#### Belge Bölümü:
# # # # # # #

Gece saat 03:30... İçgüdüsel bir hareketle buzdolabı açılıyor ve içindeki fıstıklı çikolata afiyetle yeniyor. Sabah alarm ile verilen ve galibin aslında başından beri belli olduğu mücadele sonucunda uyanılıyor ve elbiseler önündeki minimum 10 dk.lık bekleyiş... Sonra bir koca yudum diet cola ile biraz daha kendine geliş..Hımm... Bugün Kara Fırın neden bu kadar boş, yoksa kaşarlı poğaçanın çıkış saatini benden başka birileri daha mı öğrenmiş? Uzun saçlı, kocaman siyah gözlüklü ve hiç çaktırmasa da boyu kadar bir kızı olan kadının çantası ne alakasız bugün! Tam köşeyi dönünce yine o eski ünlülerden olan amca. Ünlü ama ismini bilmiyorum ve o da her seferinde "sen beni tanıyorsun aslında" diyen gözlerle bakıyor, ama tanımıyorum işteeee!!! Saat 08:40 ve gayet ağdalı bir şekilde elinde cep telefonu yürüyor yaylı yaylı...
Ta taaa... İşte jilet gibi kıyafetleriyle köpekli amca! İsmini söylemişti ama hatırlamıyorum. Köpeği de çok çirkin aslında ama üzülmesin diye başını okşuyorum her seferinde. Bu sefer çok uzun tutmaz umarım, sonuncusunda kırmızı şarap ve akşamları salata yemenin faydalarından bahsetmişti yaklaşık 10 dk.!
İşte "U"! Benim için bu! Ağaçlar beni seviyor :)Sonra bir de her sabah bana ilk "günaydın" diyen şahsiyet: "Kedi". CRR'nin kedisi o, kızmı erkek mi bilmiyorum, ama her sabah mutlaka selam veriyor bana. Soğuk havalarda binaya yansıtılan güçlü spot ışıklarının karşısında ısıtıyor kendini. Yani hem keyfine düşkün hem de sanata. Benden çok konser ve oyuna tanık olduğunu biliyorum.

# # # # # # #

#### Kayıtlı Veriler:
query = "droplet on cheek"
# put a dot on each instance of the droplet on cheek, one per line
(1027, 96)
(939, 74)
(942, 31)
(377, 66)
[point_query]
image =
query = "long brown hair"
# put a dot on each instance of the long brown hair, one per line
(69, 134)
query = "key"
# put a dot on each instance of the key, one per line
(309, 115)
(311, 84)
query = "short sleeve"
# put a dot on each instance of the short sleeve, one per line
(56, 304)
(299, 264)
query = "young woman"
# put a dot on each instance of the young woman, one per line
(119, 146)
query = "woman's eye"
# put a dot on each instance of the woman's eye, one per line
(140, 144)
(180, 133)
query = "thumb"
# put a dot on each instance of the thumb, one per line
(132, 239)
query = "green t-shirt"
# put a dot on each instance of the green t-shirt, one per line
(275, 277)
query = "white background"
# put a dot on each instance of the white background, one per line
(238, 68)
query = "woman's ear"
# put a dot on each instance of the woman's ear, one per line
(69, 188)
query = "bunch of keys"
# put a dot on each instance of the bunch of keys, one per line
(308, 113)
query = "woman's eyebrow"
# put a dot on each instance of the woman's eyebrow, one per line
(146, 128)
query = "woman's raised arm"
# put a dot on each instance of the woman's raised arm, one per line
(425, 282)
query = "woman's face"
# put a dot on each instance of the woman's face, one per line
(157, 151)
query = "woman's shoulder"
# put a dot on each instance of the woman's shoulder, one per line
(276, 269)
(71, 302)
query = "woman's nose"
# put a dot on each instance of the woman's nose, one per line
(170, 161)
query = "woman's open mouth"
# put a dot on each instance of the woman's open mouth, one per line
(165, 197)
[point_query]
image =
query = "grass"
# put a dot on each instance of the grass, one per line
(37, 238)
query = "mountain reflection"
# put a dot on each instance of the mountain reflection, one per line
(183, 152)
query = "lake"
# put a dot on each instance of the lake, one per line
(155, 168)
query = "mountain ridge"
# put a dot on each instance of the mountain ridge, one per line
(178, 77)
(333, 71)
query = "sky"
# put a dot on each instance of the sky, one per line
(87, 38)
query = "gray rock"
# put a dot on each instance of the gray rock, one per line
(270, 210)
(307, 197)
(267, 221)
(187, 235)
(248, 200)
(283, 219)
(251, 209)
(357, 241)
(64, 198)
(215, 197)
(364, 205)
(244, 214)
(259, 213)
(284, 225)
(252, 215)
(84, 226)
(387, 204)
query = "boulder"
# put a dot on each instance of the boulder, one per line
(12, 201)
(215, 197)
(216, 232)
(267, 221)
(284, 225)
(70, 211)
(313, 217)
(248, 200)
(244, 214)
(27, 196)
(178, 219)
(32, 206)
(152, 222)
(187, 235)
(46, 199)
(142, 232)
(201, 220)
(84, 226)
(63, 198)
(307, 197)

# # # # # # #

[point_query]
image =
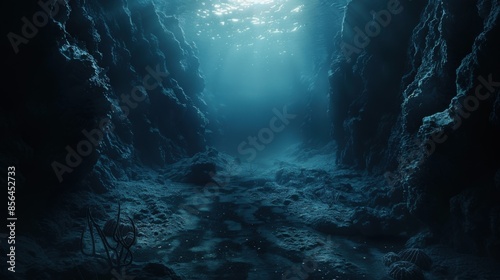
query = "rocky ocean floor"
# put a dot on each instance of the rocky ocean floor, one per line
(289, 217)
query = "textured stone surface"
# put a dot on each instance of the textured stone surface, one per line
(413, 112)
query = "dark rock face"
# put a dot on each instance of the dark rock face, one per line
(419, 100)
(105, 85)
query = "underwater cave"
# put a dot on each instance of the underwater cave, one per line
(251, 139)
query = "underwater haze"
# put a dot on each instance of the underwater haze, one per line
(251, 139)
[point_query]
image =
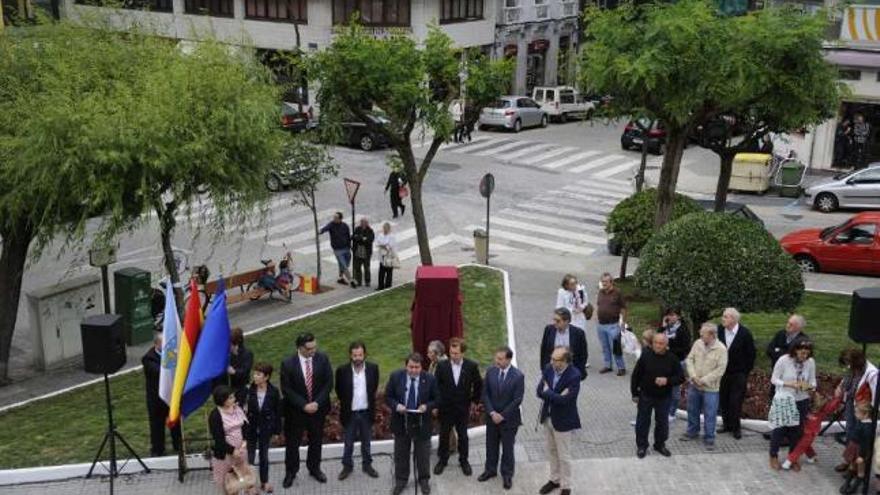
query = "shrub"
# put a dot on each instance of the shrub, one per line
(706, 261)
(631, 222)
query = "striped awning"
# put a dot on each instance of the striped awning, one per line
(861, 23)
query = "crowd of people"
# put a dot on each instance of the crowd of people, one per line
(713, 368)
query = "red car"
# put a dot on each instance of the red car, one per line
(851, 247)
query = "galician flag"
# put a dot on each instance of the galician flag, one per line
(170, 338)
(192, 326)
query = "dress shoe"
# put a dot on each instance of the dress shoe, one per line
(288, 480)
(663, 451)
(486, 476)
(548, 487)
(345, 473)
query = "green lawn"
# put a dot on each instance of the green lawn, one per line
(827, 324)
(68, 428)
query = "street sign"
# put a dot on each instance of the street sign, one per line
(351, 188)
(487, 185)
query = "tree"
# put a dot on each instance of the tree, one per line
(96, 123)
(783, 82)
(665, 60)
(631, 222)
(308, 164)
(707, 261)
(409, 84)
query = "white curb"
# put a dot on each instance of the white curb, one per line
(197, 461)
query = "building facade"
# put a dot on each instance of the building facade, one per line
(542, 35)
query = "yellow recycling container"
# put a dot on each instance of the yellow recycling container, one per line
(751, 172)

# # # # # # #

#### Görev Tanımı:
Sabahki yürüyüş yolunu ve bu yolda karşılaşılanları anlatan metni, son cümlesinin ardından sürdürün. Veriler bu alıştırmada hiçbir işlev görmez.

#### Alıştırma Sonucu:
Sonra sonra bir de gökyüzü. Buaralar keyfimi kaçırmıyor. Ama Eylül'ün ilk hafta sonu bir kasvet, bir dehşet, bir saldırganlık ile gelmedi mi?? Bir kendini bilmezlik durumu!! "Yaz"ın da bu kadar kolay mağlup olmasını aklım almıyor!!! Ama
yine de bu gökyüzü komik şey!Birsürü işe yarıyor:
İ
çinde kar yapıyor, gökkuşağı saklıyor bir de dibine hazine gömüyor, sonra bulutlardan şekiller yapıp önümüze koyuyor, pembesi, moru, kırmızısı, mavisi var, git git, içinde uç uç bitmiyor, fotoğraf çekerken resmen poz veriyor... Kocamaaaaannnn bir minderin içindeyim ama resmen içinde, o kadar kocaman ve yumuşak ki saklıyor resmen beni... ayağıma dokunan şey de çimenler... kavunlu frozen ve "it's a beatiful day". Bense "Wallpaper" içinde "Dünyanın mutlaka görülmesi gereken şehirleri" sayfaları arasında bir yerde kaybolmuşum... Hangi sayfa olduğunun ne önemi var ki..?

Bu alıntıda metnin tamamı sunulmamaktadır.